__Parts of the exercise__:
a – In the article about Nicholas Carlson, which website laid him off in 2008?
b – Print the article about Nicholas Carlson from "In the 12 years" up to and including "in recent weeks.".
c – Carry on the article about Nicholas Carlson from the point where it stops.

*** Opening of Extract ***

Nicholas Carlson knows what it’s like to lose your job during a recession. In 2008, at the height of the global financial crisis, he was laid off by Valleywag, a US tech industry gossip website owned by Gawker Media.
With the economy tanking, advertising revenues falling, and media companies across the world making cuts to save money, it would seem like the worst possible time for a journalist to become unemployed. But for Carlson, it turned out to be the start of an exciting new chapter in his career.
In October 2008, the out-of-luck reporter joined a little-known blog called Silicon Alley Insider – named after an area of New York City known for its tech businesses – which had launched a year earlier.
In the 12 years since then, Silicon Alley Insider has rebranded as Business Insider and now simply Insider, and Carlson has gone from working in a team of five journalists to leading an international newsroom of 350.
Carlson, Insider’s global editor-in-chief, recognises that the media landscape looks “horrible” currently, with many thousands of workers across the world having been put out of work in recent weeks.
But he is confident the crisis will lead to new opportunities for good journalists at companies operating in “new ways that are sustainable in the new economy”.
“Silicon Alley Insider came out of the last recession,” he says. “A company that can figure out how to live in the lean times will thrive in the fat times. So hopefully the fat times come again soon and we’ve got lots of great new journalism enterprises.”
Carlson was speaking to Press Gazette on a Zoom call (video below) from his home in Brooklyn, New York City. At the time of writing, there have been more than 140,000 confirmed cases of coronavirus in the city, making it one of the global epicentres of the pandemic.
“There was a stretch of weeks there – and it really, thank God, has tapered off – where you couldn’t go outside without hearing a siren,” says Carlson, a father who has had to balance his time working from home between parenting and editing.
“Sometimes it would be siren after siren after siren after siren of ambulances rushing people to the hospital. And that was disturbing.”
As well as leading to thousands of deaths across the world, the coronavirus crisis has battered the global economy. News businesses, many of which were already struggling, have been hit hard by a collapse in the advertising market.
Carlson likens the situation facing the global news industry to a “famine”. While it may kill off certain companies, he believes that news businesses that survive the crisis can thrive in the future.
“If a business is a village that can feed itself in a famine, [then] as the sun comes out and the crops start growing again, those businesses will be able to thrive in a new way,” he says.
“And they’ll have young versions of me staffed up because they’re available when they shouldn’t be available. Gawker shouldn’t have made me available… but they did.
“There are many great journalists who are available right now in a way that they should not be. And I am hopeful for them that they latch on to the next Business Insider, or Business Insider [itself].”
In the early years of Silicon Alley Insider and Business Insider, Carlson oversaw much of the group’s expansion as deputy editor and chief correspondent.
After making his name with a series of exposés on large tech firms including Facebook and Yahoo – which culminated in his book, ‘Marissa Mayer and the Fight to Save Yahoo!’ – Carlson co-founded Insider, a sister publication to Business Insider that covered lifestyle news, as editor-in-chief.

*** Close of Extract ***
*** Opening of Data provided ***

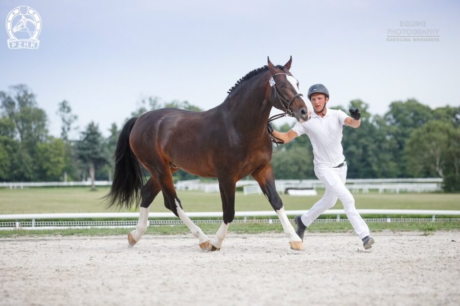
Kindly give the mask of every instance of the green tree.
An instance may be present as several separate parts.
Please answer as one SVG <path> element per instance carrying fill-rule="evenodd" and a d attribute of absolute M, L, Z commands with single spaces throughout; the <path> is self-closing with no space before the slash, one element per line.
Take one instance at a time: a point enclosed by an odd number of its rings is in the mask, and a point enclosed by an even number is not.
<path fill-rule="evenodd" d="M 96 190 L 95 177 L 96 169 L 107 163 L 107 151 L 104 138 L 99 126 L 91 122 L 76 143 L 76 150 L 78 158 L 87 167 L 91 180 L 91 189 Z"/>
<path fill-rule="evenodd" d="M 139 117 L 149 111 L 162 108 L 163 107 L 160 101 L 160 98 L 157 96 L 151 96 L 142 99 L 139 103 L 137 109 L 131 113 L 131 116 Z"/>
<path fill-rule="evenodd" d="M 443 169 L 443 187 L 446 191 L 458 192 L 460 191 L 460 126 L 456 125 L 450 132 L 447 158 Z"/>
<path fill-rule="evenodd" d="M 36 161 L 41 174 L 39 179 L 61 180 L 65 166 L 65 149 L 63 140 L 49 137 L 47 141 L 37 145 L 37 152 Z"/>
<path fill-rule="evenodd" d="M 172 108 L 180 108 L 189 111 L 193 111 L 194 112 L 201 112 L 203 111 L 199 107 L 190 104 L 188 101 L 179 101 L 178 100 L 173 100 L 171 102 L 165 104 L 165 107 L 170 107 Z"/>
<path fill-rule="evenodd" d="M 373 118 L 369 112 L 369 104 L 359 99 L 350 102 L 349 108 L 358 108 L 361 114 L 358 129 L 343 126 L 342 145 L 348 164 L 347 177 L 370 178 L 392 177 L 396 174 L 397 165 L 388 154 L 388 140 L 384 123 Z M 344 111 L 348 114 L 348 111 Z M 382 124 L 384 129 L 382 129 Z"/>
<path fill-rule="evenodd" d="M 70 104 L 64 100 L 58 104 L 57 114 L 61 118 L 61 138 L 64 142 L 68 141 L 68 133 L 75 129 L 73 127 L 77 121 L 78 117 L 72 113 Z"/>
<path fill-rule="evenodd" d="M 460 128 L 454 128 L 448 121 L 431 121 L 412 131 L 405 150 L 409 173 L 415 176 L 443 178 L 447 175 L 445 189 L 460 190 L 459 133 Z"/>
<path fill-rule="evenodd" d="M 12 158 L 18 168 L 12 166 L 10 180 L 33 181 L 39 176 L 37 145 L 48 136 L 47 117 L 37 106 L 35 95 L 24 85 L 10 87 L 8 92 L 0 91 L 0 134 L 17 139 L 19 151 Z M 8 147 L 14 146 L 9 143 Z"/>
<path fill-rule="evenodd" d="M 397 176 L 407 176 L 410 174 L 406 169 L 408 161 L 404 154 L 406 141 L 414 129 L 433 119 L 433 113 L 429 107 L 415 99 L 393 102 L 389 108 L 384 116 L 384 130 L 387 139 L 394 144 L 390 148 L 392 160 L 397 165 Z"/>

*** Close of Data provided ***

__Answers to each task__:
a – Valleywag, a US tech industry gossip website owned by Gawker Media.

b –
In the 12 years since then, Silicon Alley Insider has rebranded as Business Insider and now simply Insider, and Carlson has gone from working in a team of five journalists to leading an international newsroom of 350.
Carlson, Insider’s global editor-in-chief, recognises that the media landscape looks “horrible” currently, with many thousands of workers across the world having been put out of work in recent weeks.

c –
In 2017, around two years after the company was bought by German publisher Axel Springer, the websites were brought together under the Insider name, and Carlson was made global editor-in-chief.
The years since have seen Insider, which has had a major bureau in London since 2014, continue to expand. Before the Covid-19 crisis, Carlson says the company had planned to take on 90 news journalists this year.
That figure, he says, will now be smaller. Notably, though, Insider still plans to carry on expanding at a time when many other news operations across the US, UK and beyond are having to make cutbacks.
In general, the big US news organisations that have so far been able to hold back from making cuts are those that have built up large numbers of subscribers in recent years, making them less sensitive to the advertising market slump.
Last week, Mark Thompson explained how this was the case at the New York Times, which he leads as chief executive.
“If you are able to publish stories that people really want to know, and it’s not available elsewhere, you can have a subscription business,” says Carlson. “And subscription businesses – like the New York Times’, like the Wall Street Journal’s, like ours – can continue to thrive in even harrowing environments.”
Insider launched its subscription model, Business Insider Prime, in 2017, offering exclusive content to paying readers. Insider websites also offer a large amount of free content and claim an overall audience of 375m readers.
In addition, the company owns Business Insider Intelligence and eMarketer, which are specialised research services.
In January, Poynter reported that Insider had around 200,000 paid subscribers, with an aim of increasing this number to 1m in five years.
“Subscriptions are great because it really aligns enterprise reporting – which is what reporters love to do and it’s good for the world – with the reader and the business,” says Carlson.
“It’s all nice and together and it’s really exciting, actually. We have seen that investigative feature reporting, great beat reporting on businesses, on things that people want to know and need to know, will drive a subscription business.
“And so that’s why we’re investing in it. And as someone who really believes in the power of journalism, I’m very excited by it.”